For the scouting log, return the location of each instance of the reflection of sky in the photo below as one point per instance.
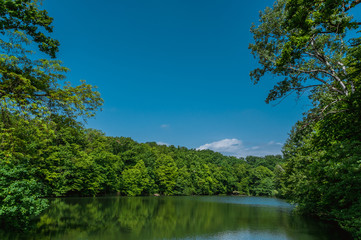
(258, 201)
(243, 235)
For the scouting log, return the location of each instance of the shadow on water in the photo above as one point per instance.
(109, 218)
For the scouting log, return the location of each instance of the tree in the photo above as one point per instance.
(314, 47)
(166, 174)
(29, 85)
(34, 98)
(305, 44)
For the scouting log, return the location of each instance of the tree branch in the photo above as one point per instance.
(352, 4)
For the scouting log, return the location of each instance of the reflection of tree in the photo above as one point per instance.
(159, 218)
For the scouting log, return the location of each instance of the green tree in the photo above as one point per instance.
(166, 174)
(136, 180)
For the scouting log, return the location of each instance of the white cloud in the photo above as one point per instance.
(163, 143)
(236, 147)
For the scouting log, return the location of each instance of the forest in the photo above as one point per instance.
(46, 151)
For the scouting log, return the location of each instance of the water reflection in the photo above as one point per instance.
(175, 218)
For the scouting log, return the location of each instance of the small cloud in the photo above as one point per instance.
(224, 146)
(163, 143)
(237, 148)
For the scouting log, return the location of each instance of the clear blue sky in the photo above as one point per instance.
(175, 72)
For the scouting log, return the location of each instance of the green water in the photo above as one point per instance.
(216, 217)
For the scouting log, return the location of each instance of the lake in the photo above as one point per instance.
(195, 217)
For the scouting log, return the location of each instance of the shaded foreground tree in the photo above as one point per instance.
(35, 103)
(314, 48)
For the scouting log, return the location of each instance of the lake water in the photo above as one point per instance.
(200, 217)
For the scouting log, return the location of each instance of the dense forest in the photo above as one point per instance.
(314, 49)
(66, 159)
(45, 150)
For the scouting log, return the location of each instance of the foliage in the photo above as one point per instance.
(19, 196)
(314, 48)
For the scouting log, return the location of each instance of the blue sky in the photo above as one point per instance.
(174, 72)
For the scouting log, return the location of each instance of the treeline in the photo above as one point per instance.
(62, 158)
(314, 47)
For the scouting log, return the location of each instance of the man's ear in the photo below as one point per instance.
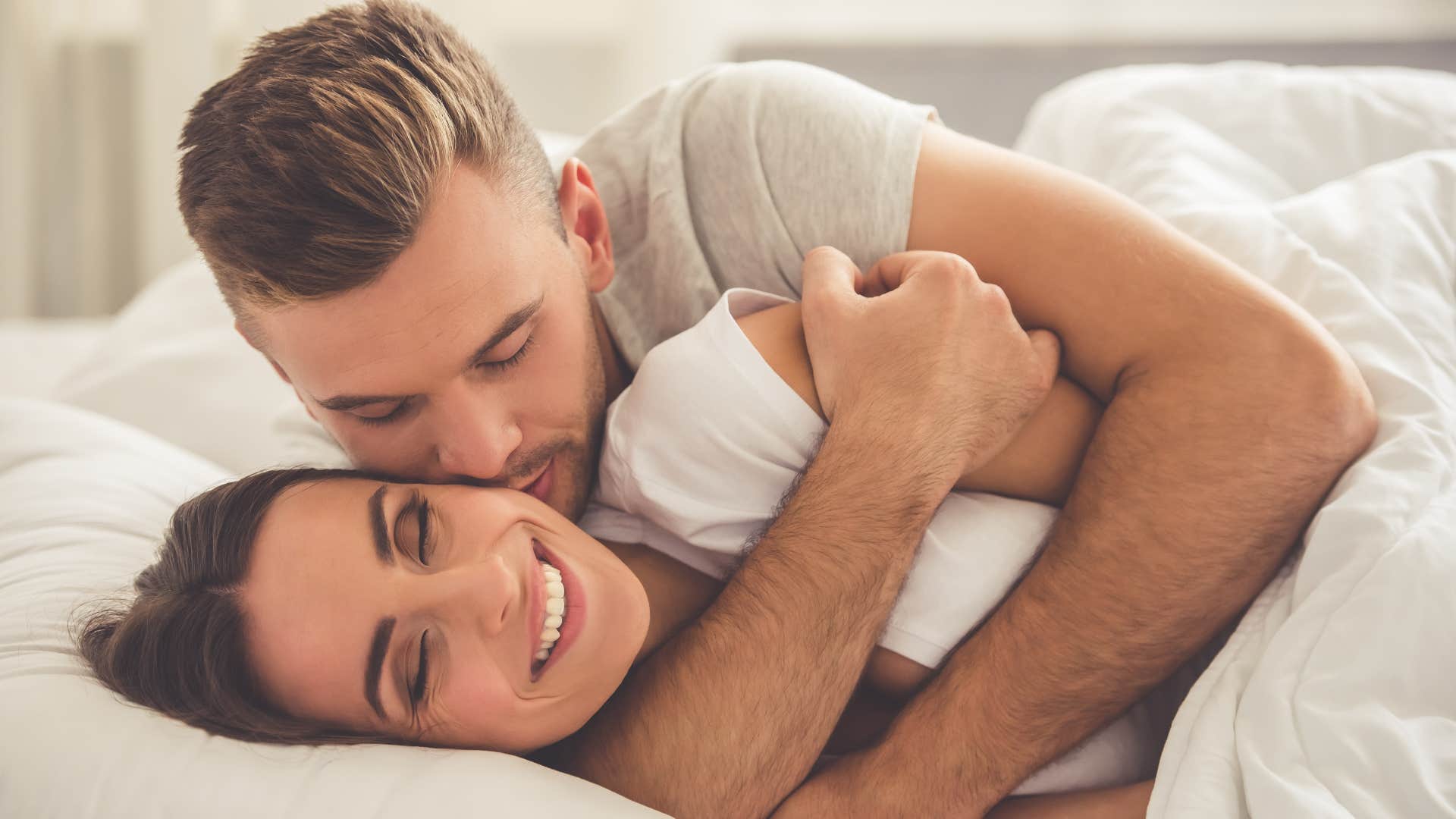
(585, 221)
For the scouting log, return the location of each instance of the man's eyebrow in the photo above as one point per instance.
(379, 528)
(375, 668)
(509, 325)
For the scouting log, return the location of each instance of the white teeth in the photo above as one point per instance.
(555, 608)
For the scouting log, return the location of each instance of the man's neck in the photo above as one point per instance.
(615, 368)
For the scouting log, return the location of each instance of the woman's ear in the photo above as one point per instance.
(585, 222)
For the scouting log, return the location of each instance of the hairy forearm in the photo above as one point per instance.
(1191, 493)
(730, 716)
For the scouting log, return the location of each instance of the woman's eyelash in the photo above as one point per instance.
(424, 531)
(514, 359)
(417, 691)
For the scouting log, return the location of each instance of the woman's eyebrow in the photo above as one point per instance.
(375, 667)
(379, 528)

******

◆ **WHAT THE TASK ASKS**
If a picture appears among the entries, omit it and reproduce everything else exactly.

◆ **COMPLETED TASK**
For the scouting log, return the location of each instance of the reflection of sky in the photo below as one point per instance.
(258, 201)
(243, 235)
For the scouting log, return the location of each instance of the shadow on water in the photo above as one point per instance.
(109, 218)
For the scouting log, return the location of each instance of the tree in the photo above as one point per instance.
(314, 47)
(166, 174)
(29, 85)
(34, 98)
(305, 44)
For the scouting log, return the location of each instance of the tree branch in the photo above as one point per instance.
(352, 4)
For the scouting log, return the location of each instance of the reflection of tree in the photo above as one point per instance.
(159, 218)
For the scouting log, return the location of each instance of the green tree in the photo above as one point per instance.
(166, 174)
(136, 180)
For the scouting log, return the location of each instance of the white cloud in the photo above as one point per instance.
(163, 143)
(236, 147)
For the scouting log, return the location of each instance of the forest in the photo above as one point per instance.
(46, 151)
For the scouting log, return the location of each instance of the water reflection in the photo above as one point per instance.
(175, 218)
For the scouting log, return the location of each instance of the small cloud in the photo above as one point per instance.
(224, 146)
(163, 143)
(237, 148)
For the scouting log, return the location of each instance of the clear blue sky in the photo above as one point per instance.
(175, 72)
For the scouting log, return the location of each instance of the green water in the photo above as one point per instance.
(216, 217)
For the scouting log, return the location of each instance of the lake in the photo above as one point per instance.
(195, 217)
For the scouting log, return the location of each instance of the shaded foreground tree in the photo above as one point per instance.
(35, 103)
(314, 48)
For the scouting log, return the location of each instance of the lake water in the photo above as one point per instance.
(200, 217)
For the scouting log, return the location of each instance of the dense forest in the photo above as one point per instance.
(314, 49)
(66, 159)
(45, 150)
For the scouting log, return the location of each instance of the foliage in the photo above as one point per instance.
(19, 196)
(314, 48)
For the scouting log, return the location of each instance of the blue sky in the photo above as one point per instance.
(174, 72)
For the scouting log, return the location of each instance of the treeline in the photo above as one point per instance.
(62, 158)
(314, 47)
For the scouting log, return the location of each instance of the man's ear in the photo below as one point per instance.
(585, 221)
For the scouting log, return the location of each instance of the man's eyebrow in the photo above as one point per instance.
(379, 528)
(375, 668)
(509, 325)
For the scouting log, return the location of each instance of the white teeth in the photo above as one point per instance.
(555, 608)
For the scouting log, return the location of each instance of the man's neck in the photo above as one point per instance.
(615, 368)
For the scouting log, return the location of each instance of the woman's ear in the photo above as one point per instance.
(585, 222)
For the scouting log, return the location of each instance of the hairy forearm in the photo above as one point per instance.
(1191, 493)
(730, 716)
For the scouting log, return the location of each instance of the woman's eyelash in the photo above as one point per instance.
(424, 531)
(514, 359)
(417, 691)
For the scouting log, return the location of each instance of the woman's eyebrow in the photo above as one point per instance.
(375, 667)
(379, 528)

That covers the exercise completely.